| Selection |
++++++++++
# Added A Bristlenose Pleco With My Betta



## MarcusTheGreat (Dec 4, 2011)

i just came back from the pet store and picked up a baby Bristlenose Pleco lol thought it would be a nice touch to my tank =)


----------



## MarcusTheGreat (Dec 4, 2011)

and i would also appreciate if someone would tell me a little info about them because i don't know much about them 

most important how do i feed them


----------



## hedgehog (Sep 1, 2010)

What size tank do you have? They shouldn't be kept in tanks under 10 gallons. They get to be 3-5 inches. They eat sinking foods like algae wafers--Omega One is a good brand with lots of quality ingredients.


----------



## MarcusTheGreat (Dec 4, 2011)

hedgehog said:


> What size tank do you have? They shouldn't be kept in tanks under 10 gallons. They get to be 3-5 inches. They eat sinking foods like algae wafers--Omega One is a good brand with lots of quality ingredients.


i have a 10g tank


----------



## hedgehog (Sep 1, 2010)

Good to hear. The tropical fish keeping fish profiles are a good place to start researching: http://www.tropicalfishkeeping.com/profiles/bristlenose-pleco/


----------



## MarcusTheGreat (Dec 4, 2011)

here is a picture


http://www.bettafish.com/attachment.php?attachmentid=45462&stc=1&d=1326250390


----------



## Pitluvs (Jun 22, 2011)
++++++++++
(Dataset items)
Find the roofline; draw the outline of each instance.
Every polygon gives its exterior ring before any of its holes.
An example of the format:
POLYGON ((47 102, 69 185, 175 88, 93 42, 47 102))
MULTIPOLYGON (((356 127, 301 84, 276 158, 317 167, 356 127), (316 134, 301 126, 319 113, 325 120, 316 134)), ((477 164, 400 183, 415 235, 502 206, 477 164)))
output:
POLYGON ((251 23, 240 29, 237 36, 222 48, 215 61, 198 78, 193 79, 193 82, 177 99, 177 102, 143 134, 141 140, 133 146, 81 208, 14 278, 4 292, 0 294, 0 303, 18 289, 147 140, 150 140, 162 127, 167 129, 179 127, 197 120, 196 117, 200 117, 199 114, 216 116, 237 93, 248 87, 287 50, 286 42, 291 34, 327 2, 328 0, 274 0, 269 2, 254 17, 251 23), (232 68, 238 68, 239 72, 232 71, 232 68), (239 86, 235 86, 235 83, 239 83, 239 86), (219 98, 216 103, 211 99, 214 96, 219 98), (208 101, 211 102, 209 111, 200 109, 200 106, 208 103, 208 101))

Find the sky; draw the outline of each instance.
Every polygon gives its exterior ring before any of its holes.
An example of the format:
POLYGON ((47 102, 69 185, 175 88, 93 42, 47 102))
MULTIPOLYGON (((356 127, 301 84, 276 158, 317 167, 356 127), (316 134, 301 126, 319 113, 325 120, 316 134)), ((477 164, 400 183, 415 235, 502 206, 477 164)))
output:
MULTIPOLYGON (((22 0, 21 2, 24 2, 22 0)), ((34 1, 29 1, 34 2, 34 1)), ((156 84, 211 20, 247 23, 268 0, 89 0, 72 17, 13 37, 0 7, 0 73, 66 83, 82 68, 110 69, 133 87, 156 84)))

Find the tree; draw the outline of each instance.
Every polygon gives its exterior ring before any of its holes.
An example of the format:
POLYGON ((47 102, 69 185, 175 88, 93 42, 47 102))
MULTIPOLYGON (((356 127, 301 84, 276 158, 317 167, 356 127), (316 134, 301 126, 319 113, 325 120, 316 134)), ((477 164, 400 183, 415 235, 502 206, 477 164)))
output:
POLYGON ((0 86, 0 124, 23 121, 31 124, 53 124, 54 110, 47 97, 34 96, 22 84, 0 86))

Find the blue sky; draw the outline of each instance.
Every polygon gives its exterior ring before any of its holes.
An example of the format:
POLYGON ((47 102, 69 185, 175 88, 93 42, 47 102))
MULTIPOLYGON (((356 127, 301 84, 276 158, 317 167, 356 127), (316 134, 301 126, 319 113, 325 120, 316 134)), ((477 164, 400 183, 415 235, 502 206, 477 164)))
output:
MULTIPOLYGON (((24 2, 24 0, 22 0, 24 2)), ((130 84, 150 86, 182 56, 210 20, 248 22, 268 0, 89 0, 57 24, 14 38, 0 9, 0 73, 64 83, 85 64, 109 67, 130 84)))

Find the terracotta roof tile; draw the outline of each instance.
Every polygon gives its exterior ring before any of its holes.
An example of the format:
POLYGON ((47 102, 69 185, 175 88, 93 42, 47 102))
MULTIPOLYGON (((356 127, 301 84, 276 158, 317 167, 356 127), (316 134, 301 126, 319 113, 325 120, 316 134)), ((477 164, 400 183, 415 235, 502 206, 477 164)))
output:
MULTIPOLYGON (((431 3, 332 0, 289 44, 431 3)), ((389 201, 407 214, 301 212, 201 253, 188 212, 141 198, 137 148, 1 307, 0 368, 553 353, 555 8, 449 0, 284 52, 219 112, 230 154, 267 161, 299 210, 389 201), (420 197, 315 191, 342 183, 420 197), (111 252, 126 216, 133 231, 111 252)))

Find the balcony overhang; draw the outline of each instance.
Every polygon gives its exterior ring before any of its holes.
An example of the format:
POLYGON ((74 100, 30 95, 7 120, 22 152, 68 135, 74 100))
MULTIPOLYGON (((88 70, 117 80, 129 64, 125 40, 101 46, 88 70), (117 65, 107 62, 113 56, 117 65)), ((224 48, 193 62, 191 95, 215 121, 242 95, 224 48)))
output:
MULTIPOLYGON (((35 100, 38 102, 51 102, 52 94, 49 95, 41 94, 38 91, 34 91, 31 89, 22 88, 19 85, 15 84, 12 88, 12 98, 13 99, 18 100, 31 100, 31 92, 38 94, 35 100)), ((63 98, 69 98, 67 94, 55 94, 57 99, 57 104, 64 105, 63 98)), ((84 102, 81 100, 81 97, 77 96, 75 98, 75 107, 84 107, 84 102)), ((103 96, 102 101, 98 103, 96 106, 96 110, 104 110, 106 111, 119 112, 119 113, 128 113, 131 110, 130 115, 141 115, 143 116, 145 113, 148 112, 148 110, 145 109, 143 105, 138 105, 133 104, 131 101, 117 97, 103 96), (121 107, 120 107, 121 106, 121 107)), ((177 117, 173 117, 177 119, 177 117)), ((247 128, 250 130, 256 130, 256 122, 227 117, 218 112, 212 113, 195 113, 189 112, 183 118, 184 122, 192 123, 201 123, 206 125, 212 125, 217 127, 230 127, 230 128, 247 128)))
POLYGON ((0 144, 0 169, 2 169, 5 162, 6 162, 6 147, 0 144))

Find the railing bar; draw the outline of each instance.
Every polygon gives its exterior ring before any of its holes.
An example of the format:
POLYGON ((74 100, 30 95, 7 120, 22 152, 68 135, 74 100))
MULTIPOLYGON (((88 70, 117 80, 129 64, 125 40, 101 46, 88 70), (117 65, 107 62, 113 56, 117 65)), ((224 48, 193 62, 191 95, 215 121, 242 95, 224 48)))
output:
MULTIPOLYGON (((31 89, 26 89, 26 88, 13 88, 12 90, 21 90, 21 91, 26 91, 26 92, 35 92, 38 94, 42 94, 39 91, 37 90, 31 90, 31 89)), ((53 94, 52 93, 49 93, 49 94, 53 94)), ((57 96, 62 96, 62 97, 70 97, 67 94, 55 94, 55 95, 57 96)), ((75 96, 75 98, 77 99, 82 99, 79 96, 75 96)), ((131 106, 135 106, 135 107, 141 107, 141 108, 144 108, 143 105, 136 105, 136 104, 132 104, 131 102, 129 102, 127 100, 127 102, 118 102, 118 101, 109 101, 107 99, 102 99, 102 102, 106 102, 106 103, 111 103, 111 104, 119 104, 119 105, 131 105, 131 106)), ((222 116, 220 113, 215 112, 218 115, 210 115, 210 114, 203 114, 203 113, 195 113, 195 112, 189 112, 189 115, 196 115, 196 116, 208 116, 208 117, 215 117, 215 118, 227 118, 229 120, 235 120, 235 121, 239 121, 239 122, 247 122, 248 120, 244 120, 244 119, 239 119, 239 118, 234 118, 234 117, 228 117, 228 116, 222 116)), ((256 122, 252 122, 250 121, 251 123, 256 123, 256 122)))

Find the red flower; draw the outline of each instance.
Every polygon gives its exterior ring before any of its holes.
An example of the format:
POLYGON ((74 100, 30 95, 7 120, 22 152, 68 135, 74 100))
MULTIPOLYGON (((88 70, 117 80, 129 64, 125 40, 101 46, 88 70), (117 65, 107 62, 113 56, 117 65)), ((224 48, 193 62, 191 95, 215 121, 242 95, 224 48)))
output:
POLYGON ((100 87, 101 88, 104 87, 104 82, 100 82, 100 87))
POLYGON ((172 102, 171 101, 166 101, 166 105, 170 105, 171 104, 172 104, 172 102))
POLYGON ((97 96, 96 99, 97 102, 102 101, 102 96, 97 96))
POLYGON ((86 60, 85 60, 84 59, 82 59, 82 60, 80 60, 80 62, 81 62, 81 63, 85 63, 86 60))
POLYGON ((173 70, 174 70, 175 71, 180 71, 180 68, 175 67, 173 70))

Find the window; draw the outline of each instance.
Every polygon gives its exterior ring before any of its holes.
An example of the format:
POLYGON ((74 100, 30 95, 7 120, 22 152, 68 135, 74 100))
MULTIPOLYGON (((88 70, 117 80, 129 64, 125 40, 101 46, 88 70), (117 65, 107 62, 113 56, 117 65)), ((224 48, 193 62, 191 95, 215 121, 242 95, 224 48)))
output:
++++++++++
| Required work |
a) Rewrite the paragraph in the pleco thread that starts "What size tank do you have?" as a short list, keeping its main facts.
b) Answer these from the pleco thread, one line each:
(i) What size tank does MarcusTheGreat have?
(ii) How large does a Bristlenose Pleco get, according to hedgehog?
(iii) Which fish profiles does hedgehog suggest for starting research?
c) Carry on the pleco thread from the point where it stops.
The listing is separate material with no tie to the pleco thread.

| Answers |
a)
- Asks what size the tank is
- Not for tanks under 10 gallons
- Grows to 3-5 inches
- Eats sinking foods such as algae wafers
- Omega One is a good brand with quality ingredients

b)
(i) A 10-gallon tank.
(ii) 3-5 inches.
(iii) The tropical fish keeping fish profiles.

c)
I personally wouldn't keep them in tanks under 20g, 30g being better. These have an average size of 4-6in, Clown Plecos are the smaller ones. Don't worry though, pet stores never know what Plecos should be in, just like Bettas 

Remember to pick up fresh veggies and algae wafers for your new pet


----------



## thekoimaiden (Oct 19, 2011)

Plecos enjoy having driftwood to chew on. It helps with digestion. While they can survive on algae wafers they really need green in their diets. Cut zucchini is a good treat.


----------



## MarcusTheGreat (Dec 4, 2011)

iv herd they like to eat stuff like broccoli lettuce sticks and stuff but is it ok to drop a piece of broccoli in my tank that has my betta and tetras ?


----------



## Bombalurina (Oct 10, 2011)

If you have tetras and a betta, I suspect the pleco has probably overstocked your tank. I'd do an extra water change a week to make up for it. 

Your tetras may try to nibble the vegetables, your betta will most likely ignore it. It won't harm either of them as long as you remove the veges after 24 hours.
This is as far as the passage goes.